[start Data for this exercise]

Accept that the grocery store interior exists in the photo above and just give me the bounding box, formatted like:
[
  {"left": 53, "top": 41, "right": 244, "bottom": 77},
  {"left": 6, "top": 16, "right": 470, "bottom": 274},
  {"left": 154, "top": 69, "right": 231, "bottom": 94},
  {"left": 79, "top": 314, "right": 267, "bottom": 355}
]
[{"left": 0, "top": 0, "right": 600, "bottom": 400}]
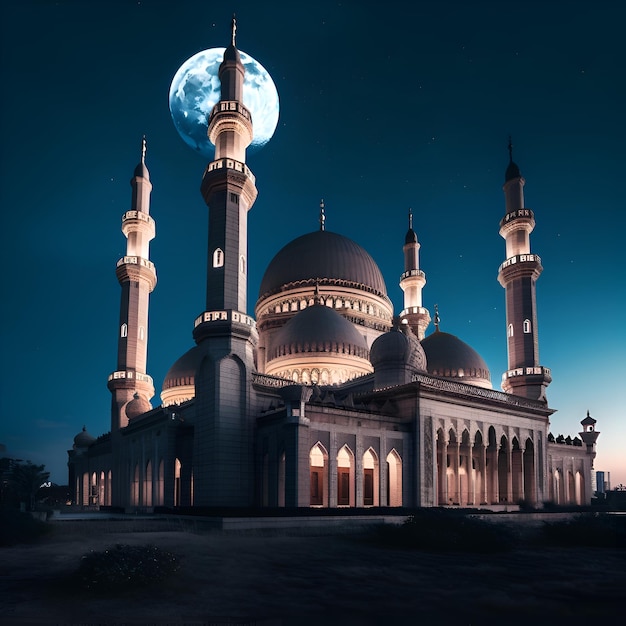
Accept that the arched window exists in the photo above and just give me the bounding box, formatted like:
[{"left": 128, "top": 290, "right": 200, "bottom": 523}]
[
  {"left": 337, "top": 445, "right": 354, "bottom": 506},
  {"left": 363, "top": 448, "right": 380, "bottom": 506},
  {"left": 309, "top": 441, "right": 328, "bottom": 506},
  {"left": 174, "top": 459, "right": 183, "bottom": 506},
  {"left": 387, "top": 448, "right": 402, "bottom": 506},
  {"left": 213, "top": 248, "right": 224, "bottom": 267}
]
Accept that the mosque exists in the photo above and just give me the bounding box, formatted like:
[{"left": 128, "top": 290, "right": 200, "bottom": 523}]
[{"left": 68, "top": 22, "right": 599, "bottom": 510}]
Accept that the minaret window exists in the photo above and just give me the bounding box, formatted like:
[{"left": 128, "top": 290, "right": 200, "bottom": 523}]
[{"left": 213, "top": 248, "right": 224, "bottom": 267}]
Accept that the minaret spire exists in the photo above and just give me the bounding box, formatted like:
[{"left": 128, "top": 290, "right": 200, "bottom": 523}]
[
  {"left": 399, "top": 209, "right": 430, "bottom": 340},
  {"left": 230, "top": 13, "right": 237, "bottom": 48},
  {"left": 498, "top": 144, "right": 552, "bottom": 402},
  {"left": 108, "top": 136, "right": 157, "bottom": 433}
]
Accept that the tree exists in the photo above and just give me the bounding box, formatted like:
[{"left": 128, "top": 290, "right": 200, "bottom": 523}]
[{"left": 9, "top": 461, "right": 50, "bottom": 511}]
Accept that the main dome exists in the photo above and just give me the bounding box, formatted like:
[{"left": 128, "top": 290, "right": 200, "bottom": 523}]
[
  {"left": 259, "top": 230, "right": 387, "bottom": 298},
  {"left": 422, "top": 330, "right": 492, "bottom": 389}
]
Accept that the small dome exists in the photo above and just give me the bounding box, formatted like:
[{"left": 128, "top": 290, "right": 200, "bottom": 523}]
[
  {"left": 370, "top": 326, "right": 426, "bottom": 372},
  {"left": 422, "top": 330, "right": 492, "bottom": 389},
  {"left": 161, "top": 346, "right": 202, "bottom": 406},
  {"left": 504, "top": 159, "right": 522, "bottom": 183},
  {"left": 74, "top": 426, "right": 96, "bottom": 448},
  {"left": 133, "top": 161, "right": 150, "bottom": 180},
  {"left": 404, "top": 228, "right": 417, "bottom": 246},
  {"left": 259, "top": 230, "right": 387, "bottom": 299},
  {"left": 268, "top": 304, "right": 369, "bottom": 361},
  {"left": 126, "top": 392, "right": 152, "bottom": 419}
]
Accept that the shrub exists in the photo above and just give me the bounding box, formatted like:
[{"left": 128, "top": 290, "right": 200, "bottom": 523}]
[
  {"left": 366, "top": 509, "right": 515, "bottom": 553},
  {"left": 77, "top": 544, "right": 180, "bottom": 592}
]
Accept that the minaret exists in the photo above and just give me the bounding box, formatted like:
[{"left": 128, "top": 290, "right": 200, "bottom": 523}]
[
  {"left": 193, "top": 18, "right": 258, "bottom": 506},
  {"left": 400, "top": 209, "right": 430, "bottom": 341},
  {"left": 108, "top": 137, "right": 157, "bottom": 433},
  {"left": 498, "top": 139, "right": 552, "bottom": 402},
  {"left": 196, "top": 18, "right": 257, "bottom": 320}
]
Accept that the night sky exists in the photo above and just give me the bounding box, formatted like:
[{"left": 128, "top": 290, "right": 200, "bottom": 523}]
[{"left": 0, "top": 0, "right": 626, "bottom": 485}]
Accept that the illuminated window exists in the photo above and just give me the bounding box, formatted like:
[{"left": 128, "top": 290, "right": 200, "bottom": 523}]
[{"left": 213, "top": 248, "right": 224, "bottom": 267}]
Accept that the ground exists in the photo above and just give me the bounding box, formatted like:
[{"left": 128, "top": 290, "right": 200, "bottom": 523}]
[{"left": 0, "top": 519, "right": 626, "bottom": 626}]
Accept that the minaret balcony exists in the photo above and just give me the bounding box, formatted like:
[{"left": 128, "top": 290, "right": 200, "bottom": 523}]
[
  {"left": 206, "top": 158, "right": 256, "bottom": 183},
  {"left": 209, "top": 100, "right": 252, "bottom": 124},
  {"left": 208, "top": 100, "right": 253, "bottom": 145},
  {"left": 400, "top": 270, "right": 426, "bottom": 280},
  {"left": 498, "top": 254, "right": 543, "bottom": 286},
  {"left": 122, "top": 210, "right": 156, "bottom": 239},
  {"left": 193, "top": 309, "right": 258, "bottom": 343},
  {"left": 502, "top": 365, "right": 552, "bottom": 384},
  {"left": 500, "top": 209, "right": 535, "bottom": 237},
  {"left": 115, "top": 256, "right": 157, "bottom": 291}
]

[end Data for this exercise]

:: Task description ::
Reproduce all of the records above word for word, leaving out the pictures.

:: Worked answer ::
Accept that the grocery store interior exists in the photo above and just give me the bounding box, formatted like:
[
  {"left": 53, "top": 41, "right": 244, "bottom": 77},
  {"left": 6, "top": 16, "right": 470, "bottom": 274},
  {"left": 154, "top": 69, "right": 231, "bottom": 94},
  {"left": 79, "top": 314, "right": 267, "bottom": 355}
]
[{"left": 0, "top": 0, "right": 600, "bottom": 400}]
Accept that the arched window exists in the photo above and just give me the bounding box, formatted like:
[{"left": 128, "top": 290, "right": 200, "bottom": 523}]
[
  {"left": 337, "top": 445, "right": 354, "bottom": 506},
  {"left": 363, "top": 448, "right": 380, "bottom": 506},
  {"left": 309, "top": 441, "right": 328, "bottom": 506},
  {"left": 174, "top": 459, "right": 183, "bottom": 506},
  {"left": 387, "top": 448, "right": 402, "bottom": 506},
  {"left": 213, "top": 248, "right": 224, "bottom": 267}
]
Accept that the mosque exists in the photo above and just give me the bounding box, formatted like:
[{"left": 128, "top": 290, "right": 200, "bottom": 523}]
[{"left": 68, "top": 22, "right": 599, "bottom": 510}]
Accept that the minaret window exists in the photo above and just give me the bounding box, formatted like:
[{"left": 128, "top": 290, "right": 200, "bottom": 523}]
[{"left": 213, "top": 248, "right": 224, "bottom": 267}]
Accept that the minaret spire exists in the photo above and just give me the bounding box, formatted like:
[{"left": 128, "top": 290, "right": 200, "bottom": 523}]
[
  {"left": 399, "top": 209, "right": 430, "bottom": 340},
  {"left": 230, "top": 13, "right": 237, "bottom": 48},
  {"left": 498, "top": 144, "right": 552, "bottom": 402},
  {"left": 108, "top": 136, "right": 157, "bottom": 433}
]
Accept that the tree exists in the photo above and just give me the bounding box, formatted like:
[{"left": 128, "top": 290, "right": 200, "bottom": 523}]
[{"left": 9, "top": 461, "right": 50, "bottom": 511}]
Accept that the main dome exists in the photo above and just give me the bounding box, formatted like:
[{"left": 128, "top": 290, "right": 200, "bottom": 523}]
[
  {"left": 259, "top": 230, "right": 387, "bottom": 298},
  {"left": 422, "top": 330, "right": 492, "bottom": 389}
]
Accept that the small dome exists in the photo above and just give me the bounding box, formatted like:
[{"left": 128, "top": 290, "right": 200, "bottom": 523}]
[
  {"left": 370, "top": 326, "right": 426, "bottom": 372},
  {"left": 422, "top": 330, "right": 492, "bottom": 389},
  {"left": 161, "top": 346, "right": 202, "bottom": 406},
  {"left": 504, "top": 159, "right": 522, "bottom": 183},
  {"left": 74, "top": 426, "right": 96, "bottom": 448},
  {"left": 133, "top": 161, "right": 150, "bottom": 180},
  {"left": 404, "top": 228, "right": 417, "bottom": 246},
  {"left": 259, "top": 230, "right": 387, "bottom": 299},
  {"left": 268, "top": 304, "right": 369, "bottom": 361},
  {"left": 126, "top": 392, "right": 152, "bottom": 419}
]
Accept that the shrub exists in the photo above and just give me the bounding box, formatted like:
[{"left": 128, "top": 290, "right": 200, "bottom": 523}]
[
  {"left": 366, "top": 509, "right": 515, "bottom": 553},
  {"left": 77, "top": 544, "right": 180, "bottom": 592}
]
Accept that the minaret exists in the photo above and just give me the bounding box, formatted like:
[{"left": 128, "top": 290, "right": 200, "bottom": 523}]
[
  {"left": 193, "top": 18, "right": 258, "bottom": 506},
  {"left": 400, "top": 209, "right": 430, "bottom": 341},
  {"left": 108, "top": 137, "right": 157, "bottom": 433},
  {"left": 498, "top": 139, "right": 552, "bottom": 402},
  {"left": 196, "top": 18, "right": 257, "bottom": 320}
]
Accept that the night sky exists in the photo above and just give me the bounding box, formatted like:
[{"left": 128, "top": 290, "right": 200, "bottom": 523}]
[{"left": 0, "top": 0, "right": 626, "bottom": 485}]
Accept that the illuminated window exists in the photo above and just give me the bounding box, formatted like:
[{"left": 128, "top": 290, "right": 200, "bottom": 523}]
[{"left": 213, "top": 248, "right": 224, "bottom": 267}]
Accept that the ground exists in the photo above and just give me the bounding box, formatted like:
[{"left": 128, "top": 290, "right": 200, "bottom": 523}]
[{"left": 0, "top": 519, "right": 626, "bottom": 626}]
Accept that the minaret balcony exists in the photo above and just give me the bounding box, formatted like:
[{"left": 128, "top": 290, "right": 200, "bottom": 523}]
[
  {"left": 206, "top": 158, "right": 256, "bottom": 183},
  {"left": 209, "top": 100, "right": 252, "bottom": 124},
  {"left": 208, "top": 100, "right": 253, "bottom": 145},
  {"left": 400, "top": 270, "right": 426, "bottom": 280},
  {"left": 498, "top": 254, "right": 543, "bottom": 286},
  {"left": 122, "top": 210, "right": 156, "bottom": 239},
  {"left": 193, "top": 309, "right": 258, "bottom": 343},
  {"left": 502, "top": 365, "right": 552, "bottom": 384},
  {"left": 500, "top": 209, "right": 535, "bottom": 237},
  {"left": 115, "top": 256, "right": 157, "bottom": 291}
]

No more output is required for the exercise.